━━━ Records for this exercise

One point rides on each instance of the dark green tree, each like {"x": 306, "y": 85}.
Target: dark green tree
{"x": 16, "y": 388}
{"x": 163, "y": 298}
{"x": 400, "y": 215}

━━━━━━

> [Exercise brief]
The whole listing above, restated word for word, is the required answer.

> [Output for this task]
One point rides on each instance of the dark green tree, each like {"x": 306, "y": 85}.
Target: dark green tree
{"x": 16, "y": 388}
{"x": 163, "y": 298}
{"x": 400, "y": 215}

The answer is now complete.